Task to carry out » In the entries below, find the line with "Target: grass field" and the line with "Target: white cloud". Return those two lines and all lines between them, exactly.

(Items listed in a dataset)
====
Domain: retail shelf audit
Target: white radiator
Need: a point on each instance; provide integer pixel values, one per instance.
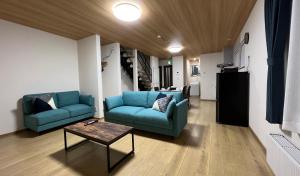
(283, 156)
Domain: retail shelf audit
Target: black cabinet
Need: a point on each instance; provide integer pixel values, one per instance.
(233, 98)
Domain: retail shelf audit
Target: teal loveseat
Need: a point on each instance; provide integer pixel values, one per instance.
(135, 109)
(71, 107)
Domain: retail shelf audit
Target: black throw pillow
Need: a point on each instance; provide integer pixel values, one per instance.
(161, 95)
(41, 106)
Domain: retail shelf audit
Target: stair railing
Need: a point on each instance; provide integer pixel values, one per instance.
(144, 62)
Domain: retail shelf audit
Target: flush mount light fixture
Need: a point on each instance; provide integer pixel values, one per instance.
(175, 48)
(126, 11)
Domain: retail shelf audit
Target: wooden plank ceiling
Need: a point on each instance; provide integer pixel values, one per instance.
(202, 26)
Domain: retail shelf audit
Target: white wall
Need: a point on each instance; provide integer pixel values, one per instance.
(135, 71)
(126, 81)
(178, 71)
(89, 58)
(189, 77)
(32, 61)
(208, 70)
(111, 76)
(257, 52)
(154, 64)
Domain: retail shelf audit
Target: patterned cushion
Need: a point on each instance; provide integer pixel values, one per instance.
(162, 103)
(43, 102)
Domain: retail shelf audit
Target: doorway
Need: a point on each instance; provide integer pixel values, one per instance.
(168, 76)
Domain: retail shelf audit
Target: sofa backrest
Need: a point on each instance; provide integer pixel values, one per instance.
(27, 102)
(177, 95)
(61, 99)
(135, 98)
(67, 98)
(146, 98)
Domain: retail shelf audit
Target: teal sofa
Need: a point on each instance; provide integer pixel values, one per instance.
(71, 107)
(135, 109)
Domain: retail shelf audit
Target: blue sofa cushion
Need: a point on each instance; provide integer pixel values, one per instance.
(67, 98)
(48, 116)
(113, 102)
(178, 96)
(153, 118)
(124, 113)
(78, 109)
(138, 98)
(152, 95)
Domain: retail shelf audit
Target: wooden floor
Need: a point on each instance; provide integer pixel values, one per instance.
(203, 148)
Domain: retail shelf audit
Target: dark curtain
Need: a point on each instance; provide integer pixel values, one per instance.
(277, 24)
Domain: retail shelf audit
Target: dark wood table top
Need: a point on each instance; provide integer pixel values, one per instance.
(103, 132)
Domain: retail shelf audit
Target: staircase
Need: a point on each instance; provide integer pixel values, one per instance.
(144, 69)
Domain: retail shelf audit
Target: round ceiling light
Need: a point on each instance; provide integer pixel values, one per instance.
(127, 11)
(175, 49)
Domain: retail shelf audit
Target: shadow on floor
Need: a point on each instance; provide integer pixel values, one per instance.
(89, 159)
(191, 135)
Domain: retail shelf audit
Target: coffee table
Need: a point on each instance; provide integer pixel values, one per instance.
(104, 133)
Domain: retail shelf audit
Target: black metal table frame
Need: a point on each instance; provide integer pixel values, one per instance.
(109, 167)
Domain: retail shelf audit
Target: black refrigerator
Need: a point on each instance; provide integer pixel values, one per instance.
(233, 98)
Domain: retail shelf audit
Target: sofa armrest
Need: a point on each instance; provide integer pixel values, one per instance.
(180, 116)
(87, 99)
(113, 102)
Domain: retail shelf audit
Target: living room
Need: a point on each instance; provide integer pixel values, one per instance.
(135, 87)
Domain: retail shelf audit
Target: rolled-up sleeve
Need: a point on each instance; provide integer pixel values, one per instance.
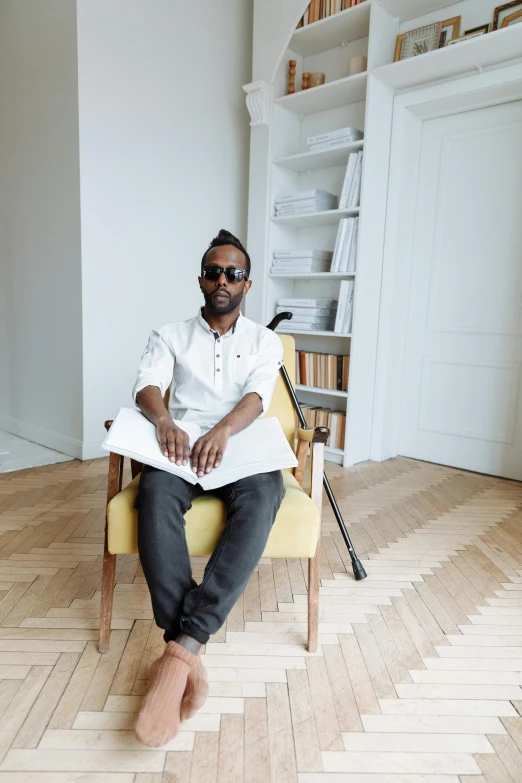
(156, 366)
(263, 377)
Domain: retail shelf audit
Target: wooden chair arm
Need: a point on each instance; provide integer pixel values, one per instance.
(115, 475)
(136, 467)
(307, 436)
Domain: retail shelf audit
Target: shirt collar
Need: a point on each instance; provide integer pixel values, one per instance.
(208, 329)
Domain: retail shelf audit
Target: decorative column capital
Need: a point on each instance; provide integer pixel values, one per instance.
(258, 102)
====
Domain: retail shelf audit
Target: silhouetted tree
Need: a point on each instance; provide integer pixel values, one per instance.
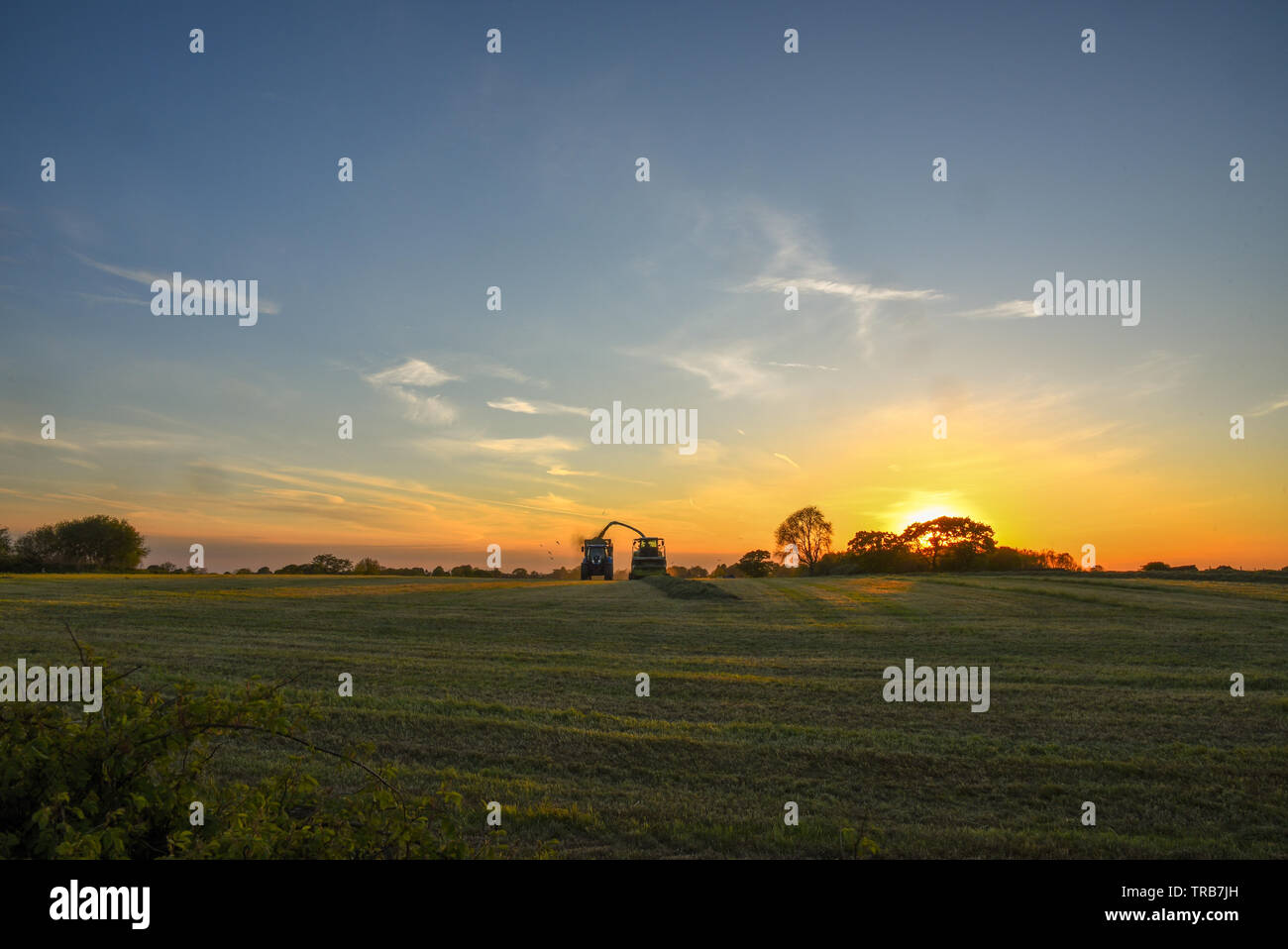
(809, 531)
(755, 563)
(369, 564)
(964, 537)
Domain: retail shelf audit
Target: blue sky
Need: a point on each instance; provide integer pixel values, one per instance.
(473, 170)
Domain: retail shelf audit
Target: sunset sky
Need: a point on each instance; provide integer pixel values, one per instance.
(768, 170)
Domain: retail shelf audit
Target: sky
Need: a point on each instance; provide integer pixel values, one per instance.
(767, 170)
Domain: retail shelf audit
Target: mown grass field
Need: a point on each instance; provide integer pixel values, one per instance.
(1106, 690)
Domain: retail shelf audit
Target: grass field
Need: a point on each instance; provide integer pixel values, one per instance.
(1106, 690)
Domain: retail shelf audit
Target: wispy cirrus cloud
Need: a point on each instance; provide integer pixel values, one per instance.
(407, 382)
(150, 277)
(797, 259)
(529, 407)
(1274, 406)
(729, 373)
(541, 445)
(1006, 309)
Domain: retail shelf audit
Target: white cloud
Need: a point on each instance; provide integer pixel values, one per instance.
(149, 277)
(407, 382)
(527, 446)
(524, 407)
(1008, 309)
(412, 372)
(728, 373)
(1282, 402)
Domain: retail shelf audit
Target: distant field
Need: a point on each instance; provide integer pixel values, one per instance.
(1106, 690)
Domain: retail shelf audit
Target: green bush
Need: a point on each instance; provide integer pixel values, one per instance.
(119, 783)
====
Result of the exercise »
Target: grass field
Need: a point on each instance; provide integer pixel values, one per instance.
(1106, 690)
Domain: retail shelf audit
Target: wispy cirrus cloud
Need: a point on each instance; provide integer pixel values, one per instance.
(407, 382)
(150, 277)
(797, 259)
(529, 407)
(1274, 406)
(729, 373)
(541, 445)
(1006, 309)
Domain: retail shelf audit
Target: white cloud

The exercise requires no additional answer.